# JOB 1
Please return the lines of the records verbatim, starting at the line that contains "of the bluebell" and ending at the line that contains "column 19, row 155", both ends included.
======== EXTRACT PROVIDED
Cascading Style Sheets (CSS) is a style sheet language used to describe the presentation semantics (the look and formatting) of a document written in a markup language. Its most common application is to style web pages written in HTML and XHTML, but the language can also be applied to any kind of XML document, including SVG and XUL.

CSS is designed primarily to enable the separation of document content (written in HTML or a similar markup language) from document presentation, including elements such as the layout, colors, and fonts. This separation can improve content accessibility, provide more flexibility and control in the specification of presentation characteristics, enable multiple pages to share formatting, and reduce complexity and repetition in the structural content (such as by allowing for tableless web design). CSS can also allow the same markup page to be presented in different styles for different rendering methods, such as on-screen, in print, by voice (when read out by a speech-based browser or screen reader) and on Braille-based, tactile devices. While the author of a document typically links that document to a CSS style sheet, readers can use a different style sheet, perhaps one on their own computer, to override the one the author has specified.

CSS specifies a priority scheme to determine which style rules apply if more than one rule matches against a particular element. In this so-called cascade, priorities or weights are calculated and assigned to rules, so that the results are predictable.

The CSS specifications are maintained by the World Wide Web Consortium (W3C). Internet media type (MIME type) text/css is registered for use with CSS by RFC 2318 (March 1998).

Syntax

CSS has a simple syntax and uses a number of English keywords to specify the names of various style properties.

A style sheet consists of a list of rules. Each rule or rule-set consists of one or more selectors and a declaration block. A declaration-block consists of a list of declarations in braces. Each declaration itself consists of a property, a colon (:), a value, then a semi-colon (;).

In CSS, selectors are used to declare which of the markup elements a style applies to, a kind of match expression. Selectors may apply to all elements of a specific type, or only those elements that match a certain attribute; elements may be matched depending on how they are placed relative to each other in the markup code, or on how they are nested within the document object model.

Pseudo-classes are another form of specification used in CSS to identify markup elements, and in some cases, specific user actions to which a particular declaration block applies. An often-used example is the :hover pseudo-class that applies a style only when the user 'points to' the visible element, usually by holding the mouse cursor over it. It is appended to a selector as in a:hover or #elementid:hover. Other pseudo-classes and pseudo-elements are, for example, :first-line, :visited or :before. A special pseudo-class is :lang(c), "c".

A pseudo-class selects entire elements, such as :link or :visited, whereas a pseudo-element makes a selection that may consist of partial elements, such as :first-line or :first-letter.

Selectors may be combined in other ways too, especially in CSS 2.1, to achieve greater specificity and flexibility.

Use

Prior to CSS, nearly all of the presentational attributes of HTML documents were contained within the HTML markup; all font colors, background styles, element alignments, borders and sizes had to be explicitly described, often repeatedly, within the HTML. CSS allows authors to move much of that information to a separate style sheet resulting in considerably simpler HTML markup.

Headings (h1 elements), sub-headings (h2), sub-sub-headings (h3), etc., are defined structurally using HTML. In print and on the screen, choice of font, size, color and emphasis for these elements is presentational.
================
# JOB 2
List every rendering method that the CSS text gives as an example of presenting the same markup page in different styles.
======== DATA PROVIDED
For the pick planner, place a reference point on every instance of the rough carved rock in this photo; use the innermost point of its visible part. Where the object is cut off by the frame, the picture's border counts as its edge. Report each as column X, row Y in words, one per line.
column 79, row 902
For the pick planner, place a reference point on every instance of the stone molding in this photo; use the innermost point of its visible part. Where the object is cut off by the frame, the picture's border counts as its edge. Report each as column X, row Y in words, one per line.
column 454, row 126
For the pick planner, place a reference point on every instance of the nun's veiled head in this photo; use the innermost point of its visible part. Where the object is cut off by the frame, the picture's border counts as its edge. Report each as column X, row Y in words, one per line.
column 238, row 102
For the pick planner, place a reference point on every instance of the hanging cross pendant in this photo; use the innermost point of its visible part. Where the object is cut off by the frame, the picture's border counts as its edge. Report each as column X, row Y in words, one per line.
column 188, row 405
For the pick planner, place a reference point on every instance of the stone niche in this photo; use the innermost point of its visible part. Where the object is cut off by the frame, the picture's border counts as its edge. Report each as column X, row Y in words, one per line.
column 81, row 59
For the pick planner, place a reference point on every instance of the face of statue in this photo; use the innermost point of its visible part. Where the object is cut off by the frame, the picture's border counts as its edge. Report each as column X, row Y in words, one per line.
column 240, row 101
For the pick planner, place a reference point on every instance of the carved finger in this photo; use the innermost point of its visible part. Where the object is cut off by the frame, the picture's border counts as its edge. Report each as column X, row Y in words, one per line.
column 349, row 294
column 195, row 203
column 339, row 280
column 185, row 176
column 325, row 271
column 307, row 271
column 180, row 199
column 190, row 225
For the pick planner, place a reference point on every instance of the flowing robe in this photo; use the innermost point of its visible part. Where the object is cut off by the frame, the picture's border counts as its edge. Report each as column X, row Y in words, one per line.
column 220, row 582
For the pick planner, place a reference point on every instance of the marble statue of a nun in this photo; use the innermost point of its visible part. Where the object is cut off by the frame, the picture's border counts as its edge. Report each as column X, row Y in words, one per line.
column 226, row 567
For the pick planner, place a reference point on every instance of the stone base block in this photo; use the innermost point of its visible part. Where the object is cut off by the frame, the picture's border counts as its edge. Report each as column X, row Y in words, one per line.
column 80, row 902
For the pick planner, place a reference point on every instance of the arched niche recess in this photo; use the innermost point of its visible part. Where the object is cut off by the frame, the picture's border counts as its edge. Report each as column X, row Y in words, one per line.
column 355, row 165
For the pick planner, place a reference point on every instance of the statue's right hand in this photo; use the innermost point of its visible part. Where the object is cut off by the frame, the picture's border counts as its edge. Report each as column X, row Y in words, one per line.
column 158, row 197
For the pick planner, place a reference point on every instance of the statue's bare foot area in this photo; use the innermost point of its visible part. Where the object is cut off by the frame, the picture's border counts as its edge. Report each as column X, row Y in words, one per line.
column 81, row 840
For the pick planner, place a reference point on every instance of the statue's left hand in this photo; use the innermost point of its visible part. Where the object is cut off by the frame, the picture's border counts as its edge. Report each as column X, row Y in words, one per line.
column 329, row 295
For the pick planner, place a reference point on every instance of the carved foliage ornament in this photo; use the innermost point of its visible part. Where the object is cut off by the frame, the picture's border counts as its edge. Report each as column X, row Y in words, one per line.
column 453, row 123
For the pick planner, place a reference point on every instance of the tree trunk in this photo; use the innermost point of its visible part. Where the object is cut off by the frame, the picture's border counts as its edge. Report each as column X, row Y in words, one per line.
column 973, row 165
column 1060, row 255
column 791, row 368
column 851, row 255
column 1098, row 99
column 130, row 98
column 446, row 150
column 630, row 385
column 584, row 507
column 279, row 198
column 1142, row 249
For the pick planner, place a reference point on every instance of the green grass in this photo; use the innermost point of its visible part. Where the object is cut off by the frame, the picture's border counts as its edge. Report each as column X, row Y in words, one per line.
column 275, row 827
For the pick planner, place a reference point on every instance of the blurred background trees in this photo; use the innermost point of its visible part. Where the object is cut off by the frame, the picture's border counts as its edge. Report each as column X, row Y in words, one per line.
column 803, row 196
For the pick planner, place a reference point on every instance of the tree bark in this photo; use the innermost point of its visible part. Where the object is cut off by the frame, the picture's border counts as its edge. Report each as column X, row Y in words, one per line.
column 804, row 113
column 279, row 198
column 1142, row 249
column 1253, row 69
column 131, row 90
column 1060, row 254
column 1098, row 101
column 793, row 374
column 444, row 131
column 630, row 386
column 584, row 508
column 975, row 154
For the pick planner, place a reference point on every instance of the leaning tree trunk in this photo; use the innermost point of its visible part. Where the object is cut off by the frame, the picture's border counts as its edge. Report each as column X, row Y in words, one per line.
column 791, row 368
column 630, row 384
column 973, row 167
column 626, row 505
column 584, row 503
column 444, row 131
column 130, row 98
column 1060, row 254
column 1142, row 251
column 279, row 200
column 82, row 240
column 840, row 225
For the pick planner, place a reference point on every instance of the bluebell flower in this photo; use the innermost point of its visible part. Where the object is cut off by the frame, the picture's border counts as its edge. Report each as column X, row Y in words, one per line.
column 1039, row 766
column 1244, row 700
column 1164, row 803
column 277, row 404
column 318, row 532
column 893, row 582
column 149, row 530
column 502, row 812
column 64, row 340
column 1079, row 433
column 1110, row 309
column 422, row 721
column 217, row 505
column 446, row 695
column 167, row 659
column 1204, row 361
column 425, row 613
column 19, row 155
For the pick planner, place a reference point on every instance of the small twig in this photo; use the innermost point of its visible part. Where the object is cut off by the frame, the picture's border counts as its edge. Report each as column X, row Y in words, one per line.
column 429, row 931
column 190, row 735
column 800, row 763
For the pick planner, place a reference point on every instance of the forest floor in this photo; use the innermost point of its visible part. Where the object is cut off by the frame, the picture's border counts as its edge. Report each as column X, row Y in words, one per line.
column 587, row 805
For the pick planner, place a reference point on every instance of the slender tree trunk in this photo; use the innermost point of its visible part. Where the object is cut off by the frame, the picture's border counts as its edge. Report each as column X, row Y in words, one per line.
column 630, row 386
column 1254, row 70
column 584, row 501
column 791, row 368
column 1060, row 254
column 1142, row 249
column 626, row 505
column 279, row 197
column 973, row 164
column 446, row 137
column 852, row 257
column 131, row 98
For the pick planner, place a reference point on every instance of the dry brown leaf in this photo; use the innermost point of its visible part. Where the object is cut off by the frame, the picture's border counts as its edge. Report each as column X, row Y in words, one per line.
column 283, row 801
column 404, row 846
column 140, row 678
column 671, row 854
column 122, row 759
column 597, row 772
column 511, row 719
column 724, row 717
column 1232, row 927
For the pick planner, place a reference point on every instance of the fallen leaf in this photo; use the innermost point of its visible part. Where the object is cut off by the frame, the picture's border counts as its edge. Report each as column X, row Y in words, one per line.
================
# CORRECT OUTPUT 1
For the pick planner, place a reference point on every instance of the bluebell flower in this photo; use the innermost point of its visible part. Where the object is cut off by the frame, the picture's border counts as its edge. Report each as column X, row Y in words, one per line.
column 1039, row 766
column 1244, row 700
column 1164, row 803
column 277, row 404
column 318, row 532
column 893, row 582
column 149, row 530
column 502, row 812
column 64, row 340
column 1079, row 433
column 1110, row 309
column 422, row 721
column 217, row 505
column 446, row 695
column 167, row 659
column 1204, row 361
column 425, row 613
column 19, row 155

# CORRECT OUTPUT 2
on-screen
in print
by voice (when read out by a speech-based browser or screen reader)
on Braille-based, tactile devices